══ Data shown

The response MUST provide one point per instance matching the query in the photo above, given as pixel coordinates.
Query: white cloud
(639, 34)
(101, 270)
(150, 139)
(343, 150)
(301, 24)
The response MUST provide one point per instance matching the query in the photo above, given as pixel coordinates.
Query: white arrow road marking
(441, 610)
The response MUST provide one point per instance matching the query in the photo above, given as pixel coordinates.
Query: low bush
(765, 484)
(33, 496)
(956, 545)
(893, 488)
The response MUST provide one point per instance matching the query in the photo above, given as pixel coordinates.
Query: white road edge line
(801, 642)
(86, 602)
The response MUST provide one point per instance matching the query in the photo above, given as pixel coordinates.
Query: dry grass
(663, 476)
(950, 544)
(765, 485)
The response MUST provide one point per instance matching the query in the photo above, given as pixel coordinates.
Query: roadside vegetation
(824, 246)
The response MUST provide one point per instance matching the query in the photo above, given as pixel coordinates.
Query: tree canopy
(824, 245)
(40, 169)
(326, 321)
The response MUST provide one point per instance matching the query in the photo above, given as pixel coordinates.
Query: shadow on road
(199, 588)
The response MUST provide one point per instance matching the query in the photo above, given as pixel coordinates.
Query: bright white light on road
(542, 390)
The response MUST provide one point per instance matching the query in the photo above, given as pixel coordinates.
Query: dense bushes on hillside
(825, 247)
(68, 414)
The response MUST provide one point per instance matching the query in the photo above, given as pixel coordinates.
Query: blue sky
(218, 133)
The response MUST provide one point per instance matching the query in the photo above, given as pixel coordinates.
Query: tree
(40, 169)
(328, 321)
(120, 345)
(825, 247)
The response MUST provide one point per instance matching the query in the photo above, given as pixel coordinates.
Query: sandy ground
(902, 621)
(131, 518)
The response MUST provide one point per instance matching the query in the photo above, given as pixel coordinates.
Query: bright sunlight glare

════

**Exercise objective:** Every entry is to be copied exactly, with none omitted.

**Worked solution:**
The response MUST provide one point per instance matching the query in the photo above, given as pixel coordinates.
Query: white cloud
(639, 34)
(101, 270)
(150, 139)
(343, 150)
(301, 24)
The response MUST provide one point per instance matching the query in the photo above, given as pixel coordinates.
Query: white arrow road marking
(441, 610)
The response MUST provide one point per instance matching the query in the photo above, given as pixel coordinates.
Query: low bush
(765, 484)
(33, 496)
(956, 545)
(893, 488)
The response MUST provide one point per instance matching the query in the photo above, given as pixel coordinates.
Query: white road edge line
(801, 642)
(86, 602)
The response MUST provide one point per instance matching the query in the photo above, given as pixel coordinates.
Query: dry grass
(663, 476)
(950, 544)
(765, 485)
The response MUST provide one point per instance matching the query in the photo above, given as pixel coordinates.
Query: roadside vegetation
(824, 246)
The response MUST provide one point per instance matching the query in the photo above, given as pixel coordinates.
Query: tree canopy
(824, 245)
(40, 169)
(326, 321)
The response MUST provide one point per instance matching the query in the photo above, given as pixel coordinates.
Query: shadow on road
(199, 588)
The response MUST provide one point per instance matching the query in the photo above, given as pixel coordinates.
Query: bright white light on road
(542, 390)
The response MUST provide one point per instance matching the query in the photo above, given as pixel coordinates.
Query: dense bushes on hillside
(825, 247)
(68, 414)
The response MUST provide one point per instance matching the query in the photo above, given as pixel coordinates.
Query: blue sky
(218, 133)
The response MUST provide one point per instance matching the query in the photo above, given as pixel coordinates.
Query: tree
(40, 169)
(328, 321)
(120, 345)
(825, 247)
The response MUST provide one point per instance matching the query in the photo above, given as pixel coordinates.
Query: sandy ground
(902, 621)
(131, 518)
The response MUST provide one point per instance matching the query in the photo above, given as pixel coordinates.
Query: bright sunlight glare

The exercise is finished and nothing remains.